** Your task **
Go through the lines below. Copy those with "glass".

[Stored dataset items]
- Opening Delimiter -

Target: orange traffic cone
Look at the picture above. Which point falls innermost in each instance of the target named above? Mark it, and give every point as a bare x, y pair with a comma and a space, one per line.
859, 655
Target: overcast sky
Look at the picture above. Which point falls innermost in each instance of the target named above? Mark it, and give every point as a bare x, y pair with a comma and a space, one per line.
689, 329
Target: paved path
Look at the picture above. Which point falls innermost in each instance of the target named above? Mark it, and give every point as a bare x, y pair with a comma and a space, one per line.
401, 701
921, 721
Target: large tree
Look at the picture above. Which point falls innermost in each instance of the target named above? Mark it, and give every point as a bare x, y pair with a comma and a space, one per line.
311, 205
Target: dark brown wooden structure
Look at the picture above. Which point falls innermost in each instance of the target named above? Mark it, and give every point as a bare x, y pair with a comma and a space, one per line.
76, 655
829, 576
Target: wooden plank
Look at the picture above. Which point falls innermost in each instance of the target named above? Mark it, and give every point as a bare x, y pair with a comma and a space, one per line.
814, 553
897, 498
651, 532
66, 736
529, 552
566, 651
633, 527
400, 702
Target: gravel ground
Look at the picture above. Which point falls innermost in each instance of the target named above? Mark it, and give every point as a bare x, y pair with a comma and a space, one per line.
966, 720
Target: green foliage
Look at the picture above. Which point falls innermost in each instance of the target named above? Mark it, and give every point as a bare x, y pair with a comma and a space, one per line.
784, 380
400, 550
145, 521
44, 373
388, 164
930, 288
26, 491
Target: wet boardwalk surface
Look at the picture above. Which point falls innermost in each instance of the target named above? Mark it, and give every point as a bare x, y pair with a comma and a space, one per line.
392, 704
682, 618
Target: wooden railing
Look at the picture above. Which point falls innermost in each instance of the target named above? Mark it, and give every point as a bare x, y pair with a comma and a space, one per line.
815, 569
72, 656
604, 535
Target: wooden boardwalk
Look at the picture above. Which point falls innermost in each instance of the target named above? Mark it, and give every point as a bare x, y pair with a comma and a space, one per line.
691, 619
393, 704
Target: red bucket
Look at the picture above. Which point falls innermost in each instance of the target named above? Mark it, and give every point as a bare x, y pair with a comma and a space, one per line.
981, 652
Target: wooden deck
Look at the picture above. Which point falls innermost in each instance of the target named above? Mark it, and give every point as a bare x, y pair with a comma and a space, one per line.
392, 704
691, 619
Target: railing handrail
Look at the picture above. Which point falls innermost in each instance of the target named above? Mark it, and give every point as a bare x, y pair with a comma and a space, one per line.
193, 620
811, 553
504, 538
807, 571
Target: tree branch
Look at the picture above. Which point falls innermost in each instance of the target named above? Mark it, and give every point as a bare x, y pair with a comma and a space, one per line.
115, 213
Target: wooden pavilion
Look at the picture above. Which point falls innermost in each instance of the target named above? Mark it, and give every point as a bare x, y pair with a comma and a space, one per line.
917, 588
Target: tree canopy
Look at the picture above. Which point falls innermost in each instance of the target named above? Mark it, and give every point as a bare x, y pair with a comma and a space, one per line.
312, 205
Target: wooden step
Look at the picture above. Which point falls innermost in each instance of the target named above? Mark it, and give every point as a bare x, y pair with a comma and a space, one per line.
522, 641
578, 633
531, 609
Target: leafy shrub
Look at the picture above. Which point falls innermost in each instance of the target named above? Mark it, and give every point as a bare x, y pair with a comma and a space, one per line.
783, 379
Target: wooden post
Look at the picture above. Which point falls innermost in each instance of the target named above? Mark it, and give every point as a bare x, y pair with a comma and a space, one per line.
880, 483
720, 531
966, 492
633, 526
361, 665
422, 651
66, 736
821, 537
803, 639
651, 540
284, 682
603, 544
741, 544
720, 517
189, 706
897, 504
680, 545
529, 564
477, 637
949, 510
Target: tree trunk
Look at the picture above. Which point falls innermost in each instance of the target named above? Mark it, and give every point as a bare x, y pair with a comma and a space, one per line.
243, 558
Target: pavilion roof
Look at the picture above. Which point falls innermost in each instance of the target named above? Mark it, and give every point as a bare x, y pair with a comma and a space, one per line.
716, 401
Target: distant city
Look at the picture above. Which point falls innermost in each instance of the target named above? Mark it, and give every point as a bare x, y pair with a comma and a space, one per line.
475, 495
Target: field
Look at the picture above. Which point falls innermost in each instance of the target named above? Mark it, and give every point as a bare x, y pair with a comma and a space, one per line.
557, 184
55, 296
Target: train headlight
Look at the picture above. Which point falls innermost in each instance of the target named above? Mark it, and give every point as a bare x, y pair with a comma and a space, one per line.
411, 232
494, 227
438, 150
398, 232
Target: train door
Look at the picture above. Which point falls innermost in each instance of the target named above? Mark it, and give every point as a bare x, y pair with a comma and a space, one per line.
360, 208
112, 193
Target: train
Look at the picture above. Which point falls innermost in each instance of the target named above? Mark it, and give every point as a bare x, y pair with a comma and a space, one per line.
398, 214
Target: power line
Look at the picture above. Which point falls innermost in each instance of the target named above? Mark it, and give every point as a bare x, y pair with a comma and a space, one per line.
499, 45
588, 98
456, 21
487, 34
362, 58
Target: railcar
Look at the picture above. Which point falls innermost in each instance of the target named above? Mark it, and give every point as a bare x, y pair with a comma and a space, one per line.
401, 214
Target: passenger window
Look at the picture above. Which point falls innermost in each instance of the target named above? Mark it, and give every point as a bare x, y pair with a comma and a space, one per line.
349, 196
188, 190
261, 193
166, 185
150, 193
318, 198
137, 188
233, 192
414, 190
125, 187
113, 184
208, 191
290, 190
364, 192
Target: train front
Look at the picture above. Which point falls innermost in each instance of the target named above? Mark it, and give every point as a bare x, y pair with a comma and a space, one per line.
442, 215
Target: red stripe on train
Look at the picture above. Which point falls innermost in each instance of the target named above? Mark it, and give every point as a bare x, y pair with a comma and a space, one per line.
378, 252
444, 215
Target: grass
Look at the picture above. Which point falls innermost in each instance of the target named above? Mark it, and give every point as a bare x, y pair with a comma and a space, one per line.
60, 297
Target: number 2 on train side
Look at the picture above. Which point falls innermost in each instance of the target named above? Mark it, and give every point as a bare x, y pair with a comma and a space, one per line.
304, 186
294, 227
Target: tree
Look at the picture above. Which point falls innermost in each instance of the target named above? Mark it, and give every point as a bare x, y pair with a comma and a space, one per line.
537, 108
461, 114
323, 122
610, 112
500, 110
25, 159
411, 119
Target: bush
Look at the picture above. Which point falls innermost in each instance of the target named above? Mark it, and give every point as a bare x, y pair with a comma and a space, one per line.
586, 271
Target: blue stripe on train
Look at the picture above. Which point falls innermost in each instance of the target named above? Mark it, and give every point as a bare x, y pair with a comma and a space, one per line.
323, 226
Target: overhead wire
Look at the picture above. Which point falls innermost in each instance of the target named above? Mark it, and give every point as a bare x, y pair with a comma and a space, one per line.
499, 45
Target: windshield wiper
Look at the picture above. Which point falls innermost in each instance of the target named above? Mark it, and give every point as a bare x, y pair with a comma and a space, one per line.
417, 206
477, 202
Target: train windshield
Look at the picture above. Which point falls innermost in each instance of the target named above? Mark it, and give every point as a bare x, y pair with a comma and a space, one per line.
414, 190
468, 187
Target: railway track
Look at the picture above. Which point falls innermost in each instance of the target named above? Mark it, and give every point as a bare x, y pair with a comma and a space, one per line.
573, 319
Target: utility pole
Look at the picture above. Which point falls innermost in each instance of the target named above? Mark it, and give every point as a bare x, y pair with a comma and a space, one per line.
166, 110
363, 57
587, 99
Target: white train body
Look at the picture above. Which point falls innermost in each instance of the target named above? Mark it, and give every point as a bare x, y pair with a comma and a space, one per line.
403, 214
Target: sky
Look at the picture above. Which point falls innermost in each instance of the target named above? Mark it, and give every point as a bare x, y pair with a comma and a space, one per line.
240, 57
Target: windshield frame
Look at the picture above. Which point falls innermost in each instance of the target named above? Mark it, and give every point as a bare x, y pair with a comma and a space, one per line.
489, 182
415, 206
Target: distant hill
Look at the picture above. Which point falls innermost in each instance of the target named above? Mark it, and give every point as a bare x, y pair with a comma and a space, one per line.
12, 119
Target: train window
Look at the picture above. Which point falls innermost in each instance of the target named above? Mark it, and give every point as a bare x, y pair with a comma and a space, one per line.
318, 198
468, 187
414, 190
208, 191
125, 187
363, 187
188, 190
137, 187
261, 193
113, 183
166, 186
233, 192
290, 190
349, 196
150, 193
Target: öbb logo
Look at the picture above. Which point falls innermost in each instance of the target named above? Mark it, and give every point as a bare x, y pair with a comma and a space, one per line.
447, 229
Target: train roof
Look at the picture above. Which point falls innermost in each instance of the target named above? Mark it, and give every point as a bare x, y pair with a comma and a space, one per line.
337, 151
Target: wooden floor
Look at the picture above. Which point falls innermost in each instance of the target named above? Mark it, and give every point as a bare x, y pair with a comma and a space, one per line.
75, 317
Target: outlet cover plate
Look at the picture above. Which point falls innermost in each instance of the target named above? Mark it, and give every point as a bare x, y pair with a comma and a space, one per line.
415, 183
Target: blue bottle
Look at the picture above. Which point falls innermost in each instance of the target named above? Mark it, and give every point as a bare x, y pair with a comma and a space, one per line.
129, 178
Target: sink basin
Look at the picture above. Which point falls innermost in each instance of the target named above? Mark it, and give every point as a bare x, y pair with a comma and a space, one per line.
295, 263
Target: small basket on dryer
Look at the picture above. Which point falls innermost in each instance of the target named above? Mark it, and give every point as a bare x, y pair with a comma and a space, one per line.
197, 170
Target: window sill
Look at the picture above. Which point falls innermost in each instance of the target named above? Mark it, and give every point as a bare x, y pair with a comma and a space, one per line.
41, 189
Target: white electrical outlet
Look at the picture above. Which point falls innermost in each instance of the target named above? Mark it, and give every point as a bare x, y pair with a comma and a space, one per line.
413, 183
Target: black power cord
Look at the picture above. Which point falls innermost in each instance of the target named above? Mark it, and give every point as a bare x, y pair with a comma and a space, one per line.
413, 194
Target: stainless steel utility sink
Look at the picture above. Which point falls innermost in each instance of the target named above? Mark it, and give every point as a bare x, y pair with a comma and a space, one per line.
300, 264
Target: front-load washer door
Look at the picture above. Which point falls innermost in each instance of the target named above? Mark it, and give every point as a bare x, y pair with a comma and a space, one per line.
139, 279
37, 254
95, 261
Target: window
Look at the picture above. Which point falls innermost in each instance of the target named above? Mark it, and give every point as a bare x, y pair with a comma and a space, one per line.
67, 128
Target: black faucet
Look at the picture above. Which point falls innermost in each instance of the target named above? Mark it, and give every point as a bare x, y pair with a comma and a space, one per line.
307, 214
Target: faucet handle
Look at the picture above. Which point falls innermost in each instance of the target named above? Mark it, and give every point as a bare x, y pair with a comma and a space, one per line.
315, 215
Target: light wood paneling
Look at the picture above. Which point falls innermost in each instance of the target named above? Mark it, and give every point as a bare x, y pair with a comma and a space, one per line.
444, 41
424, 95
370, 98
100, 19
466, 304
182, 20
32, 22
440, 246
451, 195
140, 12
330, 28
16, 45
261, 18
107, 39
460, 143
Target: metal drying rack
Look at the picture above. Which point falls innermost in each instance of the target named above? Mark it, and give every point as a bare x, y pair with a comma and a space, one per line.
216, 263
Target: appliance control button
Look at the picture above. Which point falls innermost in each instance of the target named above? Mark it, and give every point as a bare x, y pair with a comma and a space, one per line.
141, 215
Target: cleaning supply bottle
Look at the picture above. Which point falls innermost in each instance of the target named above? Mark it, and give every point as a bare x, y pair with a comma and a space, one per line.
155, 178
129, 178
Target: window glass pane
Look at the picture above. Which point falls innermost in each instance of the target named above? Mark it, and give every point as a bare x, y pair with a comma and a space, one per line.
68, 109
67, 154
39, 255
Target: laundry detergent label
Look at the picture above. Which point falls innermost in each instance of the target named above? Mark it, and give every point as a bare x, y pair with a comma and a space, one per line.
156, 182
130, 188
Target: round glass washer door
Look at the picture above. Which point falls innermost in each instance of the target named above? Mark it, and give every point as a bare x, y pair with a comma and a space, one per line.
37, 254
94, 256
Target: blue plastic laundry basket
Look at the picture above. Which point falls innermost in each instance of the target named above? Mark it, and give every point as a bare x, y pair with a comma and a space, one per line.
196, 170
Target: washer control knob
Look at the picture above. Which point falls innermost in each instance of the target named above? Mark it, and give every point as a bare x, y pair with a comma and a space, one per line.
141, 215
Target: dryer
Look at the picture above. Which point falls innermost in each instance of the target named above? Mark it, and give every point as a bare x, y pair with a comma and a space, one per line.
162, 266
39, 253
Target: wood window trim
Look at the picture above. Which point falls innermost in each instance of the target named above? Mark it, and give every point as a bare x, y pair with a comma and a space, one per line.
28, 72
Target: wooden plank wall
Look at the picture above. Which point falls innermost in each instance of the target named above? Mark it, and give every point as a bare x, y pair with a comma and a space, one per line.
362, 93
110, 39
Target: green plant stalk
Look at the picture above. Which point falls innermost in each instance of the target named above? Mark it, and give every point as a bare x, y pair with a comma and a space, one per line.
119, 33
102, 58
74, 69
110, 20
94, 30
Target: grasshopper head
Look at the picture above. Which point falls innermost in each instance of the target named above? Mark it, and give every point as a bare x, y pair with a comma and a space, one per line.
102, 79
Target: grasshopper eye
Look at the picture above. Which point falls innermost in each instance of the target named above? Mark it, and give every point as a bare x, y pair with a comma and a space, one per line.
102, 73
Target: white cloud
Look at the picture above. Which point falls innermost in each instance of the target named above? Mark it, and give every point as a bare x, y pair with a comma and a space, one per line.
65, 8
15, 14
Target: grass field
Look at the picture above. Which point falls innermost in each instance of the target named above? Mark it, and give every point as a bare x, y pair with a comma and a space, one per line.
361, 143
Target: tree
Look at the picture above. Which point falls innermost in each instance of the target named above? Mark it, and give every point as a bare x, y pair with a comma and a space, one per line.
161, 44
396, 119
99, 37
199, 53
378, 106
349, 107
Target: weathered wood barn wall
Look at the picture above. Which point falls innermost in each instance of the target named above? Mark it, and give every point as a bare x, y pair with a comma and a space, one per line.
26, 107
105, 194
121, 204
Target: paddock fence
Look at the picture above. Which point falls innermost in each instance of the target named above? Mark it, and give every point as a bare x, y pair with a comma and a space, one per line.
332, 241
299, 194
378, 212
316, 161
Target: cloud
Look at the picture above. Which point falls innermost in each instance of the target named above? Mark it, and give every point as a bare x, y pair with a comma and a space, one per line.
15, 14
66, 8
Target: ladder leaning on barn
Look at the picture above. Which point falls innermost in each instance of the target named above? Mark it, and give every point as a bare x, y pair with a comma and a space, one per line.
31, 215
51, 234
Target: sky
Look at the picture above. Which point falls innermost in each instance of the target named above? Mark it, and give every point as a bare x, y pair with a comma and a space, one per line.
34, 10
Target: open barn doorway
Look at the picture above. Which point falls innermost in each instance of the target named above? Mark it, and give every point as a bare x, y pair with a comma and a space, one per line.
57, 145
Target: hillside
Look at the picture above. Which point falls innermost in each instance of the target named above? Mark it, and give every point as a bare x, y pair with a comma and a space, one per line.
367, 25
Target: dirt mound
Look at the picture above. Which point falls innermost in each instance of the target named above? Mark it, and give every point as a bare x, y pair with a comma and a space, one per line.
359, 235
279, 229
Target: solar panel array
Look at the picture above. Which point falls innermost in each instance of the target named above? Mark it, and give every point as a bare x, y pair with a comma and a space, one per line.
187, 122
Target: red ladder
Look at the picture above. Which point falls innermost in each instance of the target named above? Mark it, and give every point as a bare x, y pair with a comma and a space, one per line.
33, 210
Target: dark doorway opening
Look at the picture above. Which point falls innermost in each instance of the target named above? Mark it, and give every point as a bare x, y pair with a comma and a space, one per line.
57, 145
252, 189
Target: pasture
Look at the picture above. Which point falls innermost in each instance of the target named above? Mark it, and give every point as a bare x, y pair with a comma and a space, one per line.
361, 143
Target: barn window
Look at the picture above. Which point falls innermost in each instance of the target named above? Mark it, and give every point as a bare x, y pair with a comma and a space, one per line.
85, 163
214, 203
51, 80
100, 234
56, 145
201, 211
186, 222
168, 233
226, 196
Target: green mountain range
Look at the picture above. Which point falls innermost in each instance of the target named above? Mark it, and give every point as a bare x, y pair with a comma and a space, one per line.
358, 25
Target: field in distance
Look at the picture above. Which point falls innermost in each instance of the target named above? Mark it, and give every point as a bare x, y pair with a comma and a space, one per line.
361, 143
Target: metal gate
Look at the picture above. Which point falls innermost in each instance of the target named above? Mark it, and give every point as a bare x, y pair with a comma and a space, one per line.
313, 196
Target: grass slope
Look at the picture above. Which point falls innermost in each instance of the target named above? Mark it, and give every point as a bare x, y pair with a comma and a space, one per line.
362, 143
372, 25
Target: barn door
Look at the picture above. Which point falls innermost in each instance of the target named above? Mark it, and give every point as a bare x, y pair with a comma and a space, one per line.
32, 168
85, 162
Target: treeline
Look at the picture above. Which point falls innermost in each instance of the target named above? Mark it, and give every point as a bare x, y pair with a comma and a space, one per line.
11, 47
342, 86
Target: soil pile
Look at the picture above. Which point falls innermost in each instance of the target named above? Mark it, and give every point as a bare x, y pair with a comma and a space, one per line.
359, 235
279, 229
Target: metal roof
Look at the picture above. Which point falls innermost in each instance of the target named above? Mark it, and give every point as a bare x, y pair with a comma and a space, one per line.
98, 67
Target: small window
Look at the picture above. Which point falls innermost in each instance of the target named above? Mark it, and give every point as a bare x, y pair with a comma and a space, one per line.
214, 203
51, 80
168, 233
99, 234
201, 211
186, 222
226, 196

- Closing Delimiter -

** Worked solution **
Target: window glass pane
Target: round glass washer door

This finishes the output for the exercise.